• [What is expected]:
Reproduce the following lines without any changes.

[Point annotation records]

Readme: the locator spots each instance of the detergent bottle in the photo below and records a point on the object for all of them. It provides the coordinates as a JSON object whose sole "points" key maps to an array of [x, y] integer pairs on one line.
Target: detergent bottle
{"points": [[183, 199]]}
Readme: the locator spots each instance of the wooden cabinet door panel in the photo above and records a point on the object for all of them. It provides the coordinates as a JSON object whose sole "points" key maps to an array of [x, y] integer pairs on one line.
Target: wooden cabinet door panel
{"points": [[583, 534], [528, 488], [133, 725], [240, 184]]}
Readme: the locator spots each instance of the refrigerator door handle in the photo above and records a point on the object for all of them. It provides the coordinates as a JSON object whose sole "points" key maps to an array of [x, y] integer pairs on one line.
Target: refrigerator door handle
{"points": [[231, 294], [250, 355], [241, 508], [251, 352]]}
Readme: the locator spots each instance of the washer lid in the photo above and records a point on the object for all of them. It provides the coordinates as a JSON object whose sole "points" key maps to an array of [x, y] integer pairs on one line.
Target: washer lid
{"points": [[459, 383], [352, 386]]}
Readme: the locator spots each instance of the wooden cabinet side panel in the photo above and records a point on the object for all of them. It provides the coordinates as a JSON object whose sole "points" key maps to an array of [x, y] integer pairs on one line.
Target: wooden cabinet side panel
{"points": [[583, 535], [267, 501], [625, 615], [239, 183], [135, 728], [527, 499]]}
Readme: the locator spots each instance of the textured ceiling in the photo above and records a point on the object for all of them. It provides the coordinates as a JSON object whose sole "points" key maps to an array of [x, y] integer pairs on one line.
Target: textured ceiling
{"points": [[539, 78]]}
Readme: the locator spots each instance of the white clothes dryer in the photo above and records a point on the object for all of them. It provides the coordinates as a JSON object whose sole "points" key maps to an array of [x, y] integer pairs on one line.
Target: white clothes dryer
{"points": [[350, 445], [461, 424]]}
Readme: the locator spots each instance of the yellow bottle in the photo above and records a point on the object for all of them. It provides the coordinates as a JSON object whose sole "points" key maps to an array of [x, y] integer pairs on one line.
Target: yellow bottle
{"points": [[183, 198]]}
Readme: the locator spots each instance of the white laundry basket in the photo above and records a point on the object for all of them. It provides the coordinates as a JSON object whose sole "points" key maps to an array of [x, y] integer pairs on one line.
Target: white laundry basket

• [Exercise solution]:
Readme: the locator spots each instance of the detergent bottle in the photo below and records a point on the object for all of them. It provides the coordinates as a JSON object whose sole "points" key maps to an array of [x, y] integer pairs on one line.
Target: detergent bottle
{"points": [[183, 199]]}
Readme: the locator spots each instance of the wooden cabinet door panel in the photo above and records a point on the object for all of them. It provides the coordinates as a JSON object whose sole "points" key maps to an array of [x, y] integer pairs on one line.
Target: wooden cabinet door panel
{"points": [[583, 534], [528, 488], [133, 725], [240, 184]]}
Readme: the locator spots each instance of the refrigerator door handle in the photo above and records a point on the object for all of them. It provides the coordinates as a JSON object whose sole "points" key maps to an array of [x, y] integer pairs on one line.
Target: refrigerator door handle
{"points": [[231, 294], [250, 355], [241, 508], [251, 352]]}
Readme: the locator spots each instance of the washer lid in the photo above and records a point on the object for all of them. It provides the coordinates as a JSON object whose sole "points" key maps to an array of [x, y] integer pairs on one line.
Target: washer lid
{"points": [[459, 383], [352, 386]]}
Readme: the locator spots each instance of the wooden cabinet side panel in the photo above and records a point on the object for all of them. It provides the coordinates as a JSON object whose sole "points" key maps to an array of [x, y] integer pairs on one line.
Target: wooden cabinet side panel
{"points": [[583, 535], [267, 501], [625, 615], [239, 183], [135, 728], [527, 499]]}
Readme: the locator spots each instance of the textured ceiling in the photo above and records a point on the object for all of them. It provides the coordinates as a JSON object whose sole "points" key maps to an array of [x, y] integer pairs on one line.
Target: textured ceiling
{"points": [[539, 78]]}
Readme: the locator spots each instance of the white clothes dryer in the photo above and records a point on the object for all of them. It provides the coordinates as a JSON object whose sole "points" key maps to an array of [x, y] integer pairs on one line.
Target: white clothes dryer
{"points": [[350, 445], [461, 424]]}
Readme: the locator spots each instance of the yellow bottle in the photo above and records a point on the object for all of them. It provides the coordinates as a JSON object whose sole "points" key maps to an array of [x, y] integer pairs on one line.
Target: yellow bottle
{"points": [[183, 198]]}
Readme: the locator spots each instance of the white laundry basket in the photo above and records a point on the object for all of them. It provides the coordinates as a JSON object whose sole "points" key maps to an array of [x, y] integer pairs on one line.
Target: white laundry basket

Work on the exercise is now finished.